Region pointing data
============================================================

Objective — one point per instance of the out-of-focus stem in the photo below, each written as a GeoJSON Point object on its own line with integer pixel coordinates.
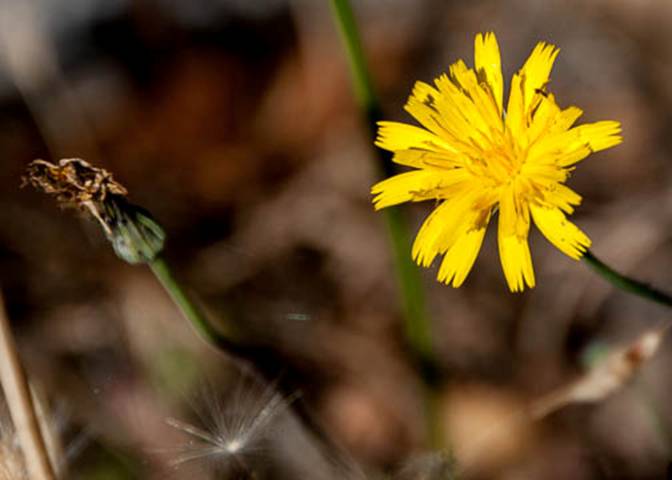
{"type": "Point", "coordinates": [625, 283]}
{"type": "Point", "coordinates": [416, 321]}
{"type": "Point", "coordinates": [413, 302]}
{"type": "Point", "coordinates": [190, 311]}
{"type": "Point", "coordinates": [21, 406]}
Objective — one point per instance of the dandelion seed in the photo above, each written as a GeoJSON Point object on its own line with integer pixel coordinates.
{"type": "Point", "coordinates": [231, 431]}
{"type": "Point", "coordinates": [475, 157]}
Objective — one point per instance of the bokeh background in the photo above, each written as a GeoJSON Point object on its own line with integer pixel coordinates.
{"type": "Point", "coordinates": [233, 122]}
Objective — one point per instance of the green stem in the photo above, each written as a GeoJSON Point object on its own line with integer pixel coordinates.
{"type": "Point", "coordinates": [626, 283]}
{"type": "Point", "coordinates": [416, 321]}
{"type": "Point", "coordinates": [190, 311]}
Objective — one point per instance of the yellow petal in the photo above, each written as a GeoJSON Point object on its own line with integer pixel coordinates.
{"type": "Point", "coordinates": [488, 63]}
{"type": "Point", "coordinates": [395, 136]}
{"type": "Point", "coordinates": [416, 186]}
{"type": "Point", "coordinates": [515, 113]}
{"type": "Point", "coordinates": [445, 224]}
{"type": "Point", "coordinates": [480, 107]}
{"type": "Point", "coordinates": [428, 159]}
{"type": "Point", "coordinates": [514, 251]}
{"type": "Point", "coordinates": [563, 234]}
{"type": "Point", "coordinates": [536, 71]}
{"type": "Point", "coordinates": [460, 258]}
{"type": "Point", "coordinates": [575, 144]}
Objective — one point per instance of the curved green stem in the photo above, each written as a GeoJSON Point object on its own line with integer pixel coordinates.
{"type": "Point", "coordinates": [416, 322]}
{"type": "Point", "coordinates": [417, 328]}
{"type": "Point", "coordinates": [217, 337]}
{"type": "Point", "coordinates": [625, 283]}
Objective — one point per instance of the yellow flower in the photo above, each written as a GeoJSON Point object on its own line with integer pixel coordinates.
{"type": "Point", "coordinates": [473, 157]}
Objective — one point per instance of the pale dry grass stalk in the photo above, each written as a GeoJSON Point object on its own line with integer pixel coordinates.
{"type": "Point", "coordinates": [21, 406]}
{"type": "Point", "coordinates": [605, 378]}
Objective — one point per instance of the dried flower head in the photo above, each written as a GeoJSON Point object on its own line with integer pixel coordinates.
{"type": "Point", "coordinates": [73, 182]}
{"type": "Point", "coordinates": [135, 236]}
{"type": "Point", "coordinates": [476, 155]}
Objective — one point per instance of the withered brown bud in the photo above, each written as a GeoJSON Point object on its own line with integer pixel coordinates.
{"type": "Point", "coordinates": [135, 236]}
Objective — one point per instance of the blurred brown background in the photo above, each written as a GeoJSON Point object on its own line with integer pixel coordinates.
{"type": "Point", "coordinates": [234, 123]}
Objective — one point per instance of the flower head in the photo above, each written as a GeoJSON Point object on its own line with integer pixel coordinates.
{"type": "Point", "coordinates": [135, 236]}
{"type": "Point", "coordinates": [474, 157]}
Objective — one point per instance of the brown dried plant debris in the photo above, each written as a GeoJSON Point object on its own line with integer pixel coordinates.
{"type": "Point", "coordinates": [135, 236]}
{"type": "Point", "coordinates": [73, 181]}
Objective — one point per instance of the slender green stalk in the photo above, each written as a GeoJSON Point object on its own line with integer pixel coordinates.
{"type": "Point", "coordinates": [625, 283]}
{"type": "Point", "coordinates": [417, 327]}
{"type": "Point", "coordinates": [190, 311]}
{"type": "Point", "coordinates": [416, 322]}
{"type": "Point", "coordinates": [21, 405]}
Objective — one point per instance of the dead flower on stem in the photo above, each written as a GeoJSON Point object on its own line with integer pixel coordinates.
{"type": "Point", "coordinates": [135, 236]}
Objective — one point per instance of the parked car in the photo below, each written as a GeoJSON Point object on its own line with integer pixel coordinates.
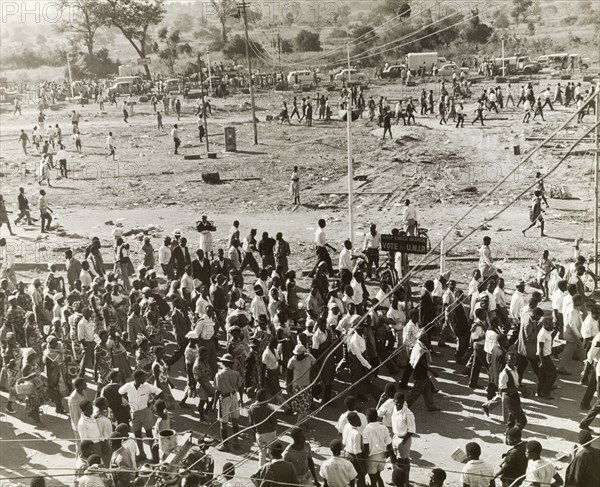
{"type": "Point", "coordinates": [352, 73]}
{"type": "Point", "coordinates": [394, 71]}
{"type": "Point", "coordinates": [447, 69]}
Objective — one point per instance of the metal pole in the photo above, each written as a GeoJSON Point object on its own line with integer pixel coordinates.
{"type": "Point", "coordinates": [203, 104]}
{"type": "Point", "coordinates": [503, 72]}
{"type": "Point", "coordinates": [209, 71]}
{"type": "Point", "coordinates": [350, 162]}
{"type": "Point", "coordinates": [250, 83]}
{"type": "Point", "coordinates": [597, 183]}
{"type": "Point", "coordinates": [70, 77]}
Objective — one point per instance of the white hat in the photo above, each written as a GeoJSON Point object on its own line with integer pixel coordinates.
{"type": "Point", "coordinates": [299, 350]}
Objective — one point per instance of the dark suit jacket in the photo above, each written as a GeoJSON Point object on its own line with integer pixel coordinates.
{"type": "Point", "coordinates": [218, 267]}
{"type": "Point", "coordinates": [497, 363]}
{"type": "Point", "coordinates": [201, 271]}
{"type": "Point", "coordinates": [427, 309]}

============================================================

Here the job is to print the data above exactly, except for any pictures.

*EXERCISE SOLUTION:*
Objective — one point per instance of the out-of-focus stem in the photo below, each written as a GeoJSON Point object on its own line with integer pixel coordinates.
{"type": "Point", "coordinates": [625, 283]}
{"type": "Point", "coordinates": [416, 321]}
{"type": "Point", "coordinates": [413, 302]}
{"type": "Point", "coordinates": [190, 311]}
{"type": "Point", "coordinates": [21, 406]}
Objective — one point per instance of the dandelion seed in the photo above, each written as a GeoJSON Point object on its own line with integer pixel coordinates.
{"type": "Point", "coordinates": [231, 431]}
{"type": "Point", "coordinates": [475, 157]}
Objective — one point per instance of the bokeh background in the photo above, each written as a GeoJSON Point object on its own line with integer pixel coordinates.
{"type": "Point", "coordinates": [233, 122]}
Objective — one point per instance of the green stem in the photo above, each written as a GeoJSON Point object on its own line with integer pixel coordinates.
{"type": "Point", "coordinates": [626, 283]}
{"type": "Point", "coordinates": [416, 321]}
{"type": "Point", "coordinates": [190, 311]}
Objective — one point per instance of the yellow petal in the photo above, each written as a GeoJSON Point object on its own line with integer pixel coordinates.
{"type": "Point", "coordinates": [488, 63]}
{"type": "Point", "coordinates": [395, 136]}
{"type": "Point", "coordinates": [416, 186]}
{"type": "Point", "coordinates": [515, 113]}
{"type": "Point", "coordinates": [445, 224]}
{"type": "Point", "coordinates": [480, 107]}
{"type": "Point", "coordinates": [428, 159]}
{"type": "Point", "coordinates": [514, 251]}
{"type": "Point", "coordinates": [563, 234]}
{"type": "Point", "coordinates": [536, 71]}
{"type": "Point", "coordinates": [460, 258]}
{"type": "Point", "coordinates": [575, 144]}
Objective — one point per instance of the curved green stem in the photo above, each written as a GeoJSON Point object on its own line with integer pixel coordinates.
{"type": "Point", "coordinates": [416, 322]}
{"type": "Point", "coordinates": [417, 328]}
{"type": "Point", "coordinates": [217, 337]}
{"type": "Point", "coordinates": [625, 283]}
Objective — one point per instance of the yellow flower in the photo above, each written as a GeoJSON Point object on its own line with integer pixel coordinates.
{"type": "Point", "coordinates": [473, 157]}
Objective — one point per instance of the pale dry grass stalk in the photo above, each written as a GeoJSON Point object on its own line with integer pixel coordinates.
{"type": "Point", "coordinates": [21, 406]}
{"type": "Point", "coordinates": [605, 378]}
Objective — one point per instance of the dried flower head in the photo above, each written as a GeoJSON Point object on its own line with integer pixel coordinates.
{"type": "Point", "coordinates": [73, 182]}
{"type": "Point", "coordinates": [135, 236]}
{"type": "Point", "coordinates": [476, 155]}
Objective — one point per instance of the withered brown bud in the photo above, each written as a GeoJSON Point object on its own line with integer pixel coordinates.
{"type": "Point", "coordinates": [135, 236]}
Objective — one point per instance of the blurred brown background in the photo above, each written as a GeoJSON Point object on its own line with integer pixel coordinates.
{"type": "Point", "coordinates": [234, 123]}
Objective — one point per instance of the flower head in the photo above, each written as a GeoJSON Point object on its own line with integer pixel coordinates.
{"type": "Point", "coordinates": [135, 236]}
{"type": "Point", "coordinates": [474, 157]}
Objective — one point per instance of the brown dried plant debris in the photo above, each written as a GeoJSON Point object on its own line with integer pixel coordinates.
{"type": "Point", "coordinates": [135, 236]}
{"type": "Point", "coordinates": [73, 181]}
Objective — one point per instance of the slender green stalk in the photo above, each written as a GeoJSON Point object on its own line with integer pixel coordinates.
{"type": "Point", "coordinates": [625, 283]}
{"type": "Point", "coordinates": [417, 327]}
{"type": "Point", "coordinates": [190, 311]}
{"type": "Point", "coordinates": [416, 322]}
{"type": "Point", "coordinates": [21, 405]}
Objective — one point per instance of the dead flower on stem in the photo above, each written as a GeoJSON Point object on its own line with integer pixel coordinates.
{"type": "Point", "coordinates": [135, 236]}
Objective — one point per instance of the parked car in the photo below, each written as a GeoJSON Point object on its own line with integer pixel coordinates.
{"type": "Point", "coordinates": [352, 73]}
{"type": "Point", "coordinates": [394, 71]}
{"type": "Point", "coordinates": [447, 69]}
Objective — one point per instance of the metal pole in the photo above, each written as a GeoJSON Point object on its own line with integer pixel coordinates.
{"type": "Point", "coordinates": [203, 104]}
{"type": "Point", "coordinates": [503, 72]}
{"type": "Point", "coordinates": [209, 71]}
{"type": "Point", "coordinates": [350, 162]}
{"type": "Point", "coordinates": [250, 83]}
{"type": "Point", "coordinates": [597, 183]}
{"type": "Point", "coordinates": [70, 77]}
Objective — one point per instance of the white hat in the photo above, each written as a GeoJSON Point object on its own line with integer pixel coordinates.
{"type": "Point", "coordinates": [299, 350]}
Objective — one point per instance of the dark suit jacket in the photo above, each written as a GeoJSON Point object on its own line with integer pixel coordinates.
{"type": "Point", "coordinates": [218, 267]}
{"type": "Point", "coordinates": [497, 363]}
{"type": "Point", "coordinates": [201, 271]}
{"type": "Point", "coordinates": [427, 309]}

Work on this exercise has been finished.